_What you will do:_ Write the records out again exactly, leaving no images in.

┌──

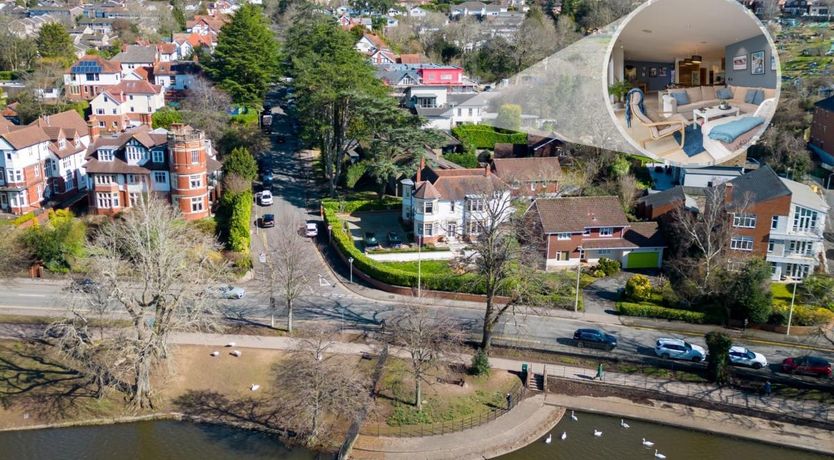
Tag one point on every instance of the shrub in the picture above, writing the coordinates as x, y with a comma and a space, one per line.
609, 266
649, 310
718, 355
480, 363
467, 160
485, 137
638, 288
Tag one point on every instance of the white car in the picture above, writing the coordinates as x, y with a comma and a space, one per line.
679, 349
741, 356
265, 198
231, 292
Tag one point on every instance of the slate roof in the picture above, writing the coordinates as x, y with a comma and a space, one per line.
136, 54
573, 214
527, 169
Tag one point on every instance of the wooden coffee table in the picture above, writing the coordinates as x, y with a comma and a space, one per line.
713, 112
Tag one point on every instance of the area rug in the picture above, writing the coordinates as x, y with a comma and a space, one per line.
694, 140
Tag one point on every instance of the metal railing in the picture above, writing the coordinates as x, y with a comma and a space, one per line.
450, 426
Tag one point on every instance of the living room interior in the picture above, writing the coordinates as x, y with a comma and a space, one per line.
708, 78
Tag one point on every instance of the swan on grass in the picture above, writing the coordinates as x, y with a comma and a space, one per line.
624, 424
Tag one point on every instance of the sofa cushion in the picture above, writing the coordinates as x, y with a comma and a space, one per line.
681, 97
694, 94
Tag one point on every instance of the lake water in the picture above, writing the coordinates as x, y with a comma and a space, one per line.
626, 444
153, 440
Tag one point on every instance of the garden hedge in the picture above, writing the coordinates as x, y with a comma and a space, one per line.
386, 274
649, 310
485, 137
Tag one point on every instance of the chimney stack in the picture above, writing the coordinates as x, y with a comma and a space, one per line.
420, 169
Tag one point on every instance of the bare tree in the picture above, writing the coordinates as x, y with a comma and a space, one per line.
703, 237
288, 266
157, 271
318, 389
502, 259
428, 339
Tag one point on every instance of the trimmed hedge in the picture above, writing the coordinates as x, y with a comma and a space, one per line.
379, 271
649, 310
485, 137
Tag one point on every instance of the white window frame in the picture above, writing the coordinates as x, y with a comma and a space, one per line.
741, 243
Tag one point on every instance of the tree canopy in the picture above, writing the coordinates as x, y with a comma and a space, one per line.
53, 41
246, 59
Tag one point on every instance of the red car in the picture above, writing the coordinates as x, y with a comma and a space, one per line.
807, 365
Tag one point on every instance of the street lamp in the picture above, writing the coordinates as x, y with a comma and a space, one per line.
578, 272
790, 312
419, 266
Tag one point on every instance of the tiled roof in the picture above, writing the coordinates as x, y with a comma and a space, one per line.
23, 137
136, 54
575, 213
645, 235
527, 169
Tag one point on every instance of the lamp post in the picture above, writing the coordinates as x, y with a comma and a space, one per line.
790, 312
419, 265
578, 272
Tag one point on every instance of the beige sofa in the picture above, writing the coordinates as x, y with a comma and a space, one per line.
705, 96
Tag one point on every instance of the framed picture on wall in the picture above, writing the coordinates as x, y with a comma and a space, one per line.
757, 63
740, 62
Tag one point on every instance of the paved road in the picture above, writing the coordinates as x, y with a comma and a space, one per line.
328, 300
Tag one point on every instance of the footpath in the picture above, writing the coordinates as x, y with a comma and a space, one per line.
537, 415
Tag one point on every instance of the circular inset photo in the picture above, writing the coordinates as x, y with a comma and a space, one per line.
692, 82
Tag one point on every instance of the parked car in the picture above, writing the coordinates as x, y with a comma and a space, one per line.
85, 285
811, 365
594, 338
394, 240
265, 198
231, 292
668, 348
741, 356
267, 220
370, 240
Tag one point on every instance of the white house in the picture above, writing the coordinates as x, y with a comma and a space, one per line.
450, 205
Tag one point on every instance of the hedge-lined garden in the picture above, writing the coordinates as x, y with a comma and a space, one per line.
485, 137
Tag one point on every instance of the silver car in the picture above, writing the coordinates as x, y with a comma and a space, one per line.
231, 292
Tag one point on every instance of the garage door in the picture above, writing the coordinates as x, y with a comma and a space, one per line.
642, 260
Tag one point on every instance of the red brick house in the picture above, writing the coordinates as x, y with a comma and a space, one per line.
584, 229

└──

_Answer space:_
Tag one point on every instance of the shrub in the picture above, writing the coordinates as x, y with a comma and a space, one per line.
609, 266
649, 310
718, 355
480, 363
467, 160
485, 137
638, 288
Tag one point on every instance of the white car in the picture above, writing the coordinates as x, y with a comma and a space, one per line.
679, 349
741, 356
265, 198
231, 292
Tag one point on every instance of the slate roof in the picture above, writing the coordinates as x, y with a comma and a space, one per line.
136, 54
573, 214
527, 169
Tag one point on every instance of the wooden coffee table in the picture above, writing the coordinates as x, y with a comma and a space, one per line.
713, 112
Tag one point on every instance of the area rug in the picture above, writing the coordinates as x, y with a comma and a space, one per line.
694, 140
Tag one point on every instance of the metal railing in the picture above, writing the coordinates as x, y with a comma and a space, one per line.
450, 426
Tag one point on every instance of the living room interior in the picture above, writing the coordinates as x, y with a comma and a space, one per line.
708, 78
Tag one point on every instance of the swan on grass in the picture above, writing the coordinates as x, y with a comma and a space, one per line.
624, 424
Tag one point on every instance of the sofa cushion in the picture above, writing the coordinates as x, y with a comma and a space, one per line.
681, 97
694, 94
Tag one point on every instance of the lake water in the picture above, writing the coordinates as x, y with a comma and a space, one per line.
626, 444
153, 440
Tag one point on every instance of the garden hedge in the picture above, writing the coordinates as x, y with a comma and a space, one per line.
386, 274
649, 310
485, 137
Tag one point on every instance of the chimney stack in the picture above, writing the coordinates as x, y with a comma and a space, one per line.
420, 169
Tag one point on every instance of the bare tree in the picture above, writing the coordinates as x, y with a comma and a space, one per line.
703, 237
288, 266
157, 271
318, 389
502, 259
428, 339
Tag one point on every instance of the trimmed hedge in the picture above, writing the coordinates as x, y with a comma and a space, one per line.
379, 271
649, 310
485, 137
Tag one point on every instance of the white window frame in the picture above, writing the coordinates as x, y with a comma and a space, one per line.
741, 243
Tag one point on every instance of the tree canopy in the picture above, writing the coordinates as x, y with a comma and a space, one per line.
53, 41
246, 59
Tag one point on every instance of the red car in the picture above, writing the coordinates as x, y with a comma and a space, one per line.
807, 365
Tag one point on every instance of the street lamp in the picture above, writing the coordinates as x, y with a comma and a space, one per line.
578, 272
790, 312
419, 266
Tag one point on every instance of the tiled roof in the picture above, writing the coordinates as x, y with a comma and a space, one per line.
23, 137
136, 54
575, 213
645, 235
527, 169
Tag one point on every instance of the lamp post in the picture above, writing the coordinates as x, y with a comma and a space, one per line.
790, 312
419, 265
578, 272
Tag one point on every instance of the beige sofa in the picture above, writing the coordinates as x, y with a comma and a space, one per line.
705, 96
Tag one point on every instance of the framed picture on wall in the picture above, writing the coordinates as x, y with a comma and a space, one per line.
757, 63
740, 62
Tag one point on every instance of the paved road in the picture above, writing the coordinates as x, y with a comma and a space, one per line.
328, 300
Tag one point on every instance of the footpath in the picture above, writing the coordinates as x, y with a comma and a space, one per line.
537, 415
Tag one point on every instance of the circular inset photo in the picture above, writing the coordinates as x, y with a comma and a space, one per line.
692, 82
Tag one point on every instance of the parked car in the picture above, writing the coordinates as x, y with a comma and a space, one per line.
85, 285
811, 365
594, 338
394, 240
265, 198
231, 292
668, 348
741, 356
267, 220
370, 240
Tag one point on every instance of the white house in the picture above, writing the coordinates as x, y with a comma and a space, one per line.
450, 205
Tag one point on every instance of the hedge-lined garden in the picture above, writing the coordinates as x, y with a comma and a space, one per line.
485, 137
Tag one point on every instance of the silver car in the picture above, writing the coordinates as x, y with a comma and a space, one per line.
231, 292
Tag one point on every instance of the garage door in the picture above, writing the coordinates as x, y with a comma and a space, one per line.
642, 260
Tag one point on every instance of the red brick house in the picture above, writing the coordinates as x, y with a comma and a space, one per line.
584, 229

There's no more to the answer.